Aim
Copy these lines again, replacing every "pixel coordinates" with "point coordinates" and leaving all else unchanged.

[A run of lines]
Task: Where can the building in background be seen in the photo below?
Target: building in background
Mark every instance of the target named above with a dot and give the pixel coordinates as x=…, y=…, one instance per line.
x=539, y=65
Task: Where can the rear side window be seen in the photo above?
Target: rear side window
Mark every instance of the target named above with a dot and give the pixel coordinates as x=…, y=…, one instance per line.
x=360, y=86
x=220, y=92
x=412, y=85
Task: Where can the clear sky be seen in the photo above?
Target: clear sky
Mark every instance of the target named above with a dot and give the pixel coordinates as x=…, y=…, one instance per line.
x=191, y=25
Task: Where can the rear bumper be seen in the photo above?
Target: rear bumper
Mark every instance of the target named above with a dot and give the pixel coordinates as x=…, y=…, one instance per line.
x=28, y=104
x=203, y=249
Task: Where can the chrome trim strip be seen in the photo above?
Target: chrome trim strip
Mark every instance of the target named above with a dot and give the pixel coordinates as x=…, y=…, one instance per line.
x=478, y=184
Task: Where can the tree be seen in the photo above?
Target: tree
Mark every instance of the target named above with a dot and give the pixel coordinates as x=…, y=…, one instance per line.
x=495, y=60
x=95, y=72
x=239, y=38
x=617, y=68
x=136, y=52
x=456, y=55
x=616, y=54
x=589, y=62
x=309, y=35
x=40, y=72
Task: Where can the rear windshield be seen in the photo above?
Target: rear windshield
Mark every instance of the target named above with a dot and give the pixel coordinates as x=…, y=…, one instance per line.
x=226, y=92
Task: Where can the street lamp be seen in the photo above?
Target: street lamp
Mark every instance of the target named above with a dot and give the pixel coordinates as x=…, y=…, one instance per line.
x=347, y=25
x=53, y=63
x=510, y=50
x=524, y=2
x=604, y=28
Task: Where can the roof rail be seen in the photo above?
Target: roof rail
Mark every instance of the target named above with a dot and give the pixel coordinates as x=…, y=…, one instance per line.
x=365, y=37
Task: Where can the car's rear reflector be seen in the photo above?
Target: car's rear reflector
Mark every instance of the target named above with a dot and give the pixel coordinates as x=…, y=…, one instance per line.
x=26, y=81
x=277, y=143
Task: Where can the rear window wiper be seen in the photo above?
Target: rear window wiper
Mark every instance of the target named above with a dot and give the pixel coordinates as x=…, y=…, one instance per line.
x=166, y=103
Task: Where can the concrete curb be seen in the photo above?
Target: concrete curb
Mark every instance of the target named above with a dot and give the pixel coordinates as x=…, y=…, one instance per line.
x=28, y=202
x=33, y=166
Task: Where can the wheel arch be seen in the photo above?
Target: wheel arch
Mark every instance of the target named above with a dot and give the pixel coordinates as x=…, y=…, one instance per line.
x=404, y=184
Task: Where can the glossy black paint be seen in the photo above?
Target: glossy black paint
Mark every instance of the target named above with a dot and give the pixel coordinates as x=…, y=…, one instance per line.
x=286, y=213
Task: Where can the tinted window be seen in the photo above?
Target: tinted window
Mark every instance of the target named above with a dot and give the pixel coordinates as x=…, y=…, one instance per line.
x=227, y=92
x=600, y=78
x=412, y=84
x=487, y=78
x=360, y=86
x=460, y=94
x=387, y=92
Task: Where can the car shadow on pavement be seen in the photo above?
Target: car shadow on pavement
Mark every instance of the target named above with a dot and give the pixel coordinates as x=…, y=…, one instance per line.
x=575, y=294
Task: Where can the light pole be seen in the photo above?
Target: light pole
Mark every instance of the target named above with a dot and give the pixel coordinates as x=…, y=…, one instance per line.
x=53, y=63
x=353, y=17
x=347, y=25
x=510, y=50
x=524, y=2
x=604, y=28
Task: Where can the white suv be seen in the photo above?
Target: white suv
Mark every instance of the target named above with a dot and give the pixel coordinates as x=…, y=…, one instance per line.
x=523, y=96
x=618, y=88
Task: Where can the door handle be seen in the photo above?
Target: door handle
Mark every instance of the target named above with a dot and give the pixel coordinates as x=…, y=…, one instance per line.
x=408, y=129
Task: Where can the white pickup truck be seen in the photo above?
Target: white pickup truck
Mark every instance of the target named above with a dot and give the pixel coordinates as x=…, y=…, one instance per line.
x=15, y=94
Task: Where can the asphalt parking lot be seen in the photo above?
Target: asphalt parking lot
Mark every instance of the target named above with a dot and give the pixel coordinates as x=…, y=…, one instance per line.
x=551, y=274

Exercise result
Task: Where can the building in background be seen in the photo below?
Target: building in background
Mark every instance of the target named above with a dot and give the point coordinates as x=…, y=…, one instance per line.
x=539, y=65
Task: Where can the rear side window be seen in the photo above?
Target: rear side window
Mark every instance of the target named above with a dot and give the point coordinates as x=…, y=…, one instance per line.
x=360, y=86
x=220, y=92
x=412, y=85
Task: Where can the clear sky be seen in the photo above?
Target: clear sky
Mark every instance of the target named above with a dot and give the point coordinates as x=…, y=…, one instance per line.
x=191, y=25
Task: Where can the rear bumper be seen in the photo above?
Target: rear bumper
Mark every instance of the target named above with a dot and give the point coordinates as x=…, y=…, one instance per line.
x=28, y=104
x=203, y=249
Task: Where can the chrome trim strip be seen in the photo above?
Target: chrome trim strip
Mark every instance of the target named above with a dot and give the point coordinates as x=…, y=…, one instance per line.
x=478, y=184
Task: Where can the tree be seen in the photo above?
Target: tree
Mark every instance of the target named above with a dot and give the point coordinates as x=…, y=…, one instance per line.
x=495, y=60
x=95, y=72
x=239, y=38
x=617, y=68
x=136, y=52
x=456, y=55
x=616, y=54
x=589, y=62
x=309, y=35
x=40, y=72
Task: Where can the rear windshield be seen in the photo above?
Target: rear windshield
Mark every instance of the target named above with a dot and give the point coordinates as x=…, y=…, one instance per line.
x=226, y=92
Task: Where can the street lamp be seen in the photo above?
Target: street lamp
Mark every instance of the target named above with a dot and give the point coordinates as x=…, y=…, one instance per line.
x=347, y=25
x=53, y=63
x=510, y=50
x=524, y=2
x=604, y=28
Task: Where can the roof rail be seen in the photo above?
Target: roof rail
Mark every instance of the target named above with a dot and give the point coordinates as x=…, y=…, one instance per line.
x=365, y=37
Task: Where can the car's rear reflector be seen in the photo above?
Target: car's rear reflector
Mark every instance of the target named above with a dot and give the point coordinates as x=…, y=…, one instance per line.
x=26, y=81
x=277, y=143
Task: Where can the rear window wiper be seen in the photo above?
Target: rear window wiper
Mark every instance of the target named above with a dot and give the point coordinates as x=…, y=…, one instance per line.
x=166, y=103
Task: Where can the concrete curb be seen in the photo above?
Target: concrete curb
Mark every instance of the target named above with a dot and give the point coordinates as x=…, y=…, one instance per line.
x=28, y=202
x=33, y=166
Task: Where can the wheel arch be seen in the photo above?
Target: wheel arch
Mark every instance of the target named above with a dot and give the point coordinates as x=…, y=…, one instance per line.
x=404, y=184
Task: Where can the glossy black paint be seen in the photo above?
Target: glossy black paint
Mark every instance of the target named above with a dot and give the point coordinates as x=…, y=…, one instance per line.
x=286, y=213
Task: Where can the tinted window be seen in the photo above?
Target: tinted window
Mark every instance of the target named above with a dot and give the point coordinates as x=…, y=…, one instance per line.
x=227, y=92
x=600, y=78
x=412, y=84
x=487, y=78
x=360, y=86
x=460, y=94
x=387, y=92
Task: Where can the car shadow on pavement be seen in the photo above?
Target: car shadow on pavement
Mark every instance of the target named above with a dot and give the point coordinates as x=…, y=…, one instance per line.
x=575, y=294
Task: Where can the light pole be seen in the photo above?
Target: light pole
Mark every instance of the target named above with a dot and give the point coordinates as x=…, y=…, one instance per line.
x=53, y=63
x=353, y=17
x=347, y=25
x=510, y=50
x=524, y=2
x=604, y=28
Task: Where can the white suv be seen in the photo above?
Target: white suv
Mark every instance of the target named above with a dot and give the point coordinates as x=…, y=…, one instance per line.
x=523, y=96
x=618, y=88
Task: Where can the door handle be seen in the photo above?
Target: door handle
Mark every instance of the target named above with a dot and give the point coordinates as x=…, y=…, one instance per line.
x=408, y=129
Task: Where can the white pickup truck be seen in the photo above?
Target: white pickup truck
Mark every instance of the target named above with a dot and give the point coordinates as x=…, y=…, one instance per line.
x=15, y=94
Task: Where can the asphalt parking lot be seen in the photo above?
Target: asphalt parking lot
Mark every instance of the target named above with a dot and give the point coordinates as x=…, y=…, one instance per line.
x=551, y=274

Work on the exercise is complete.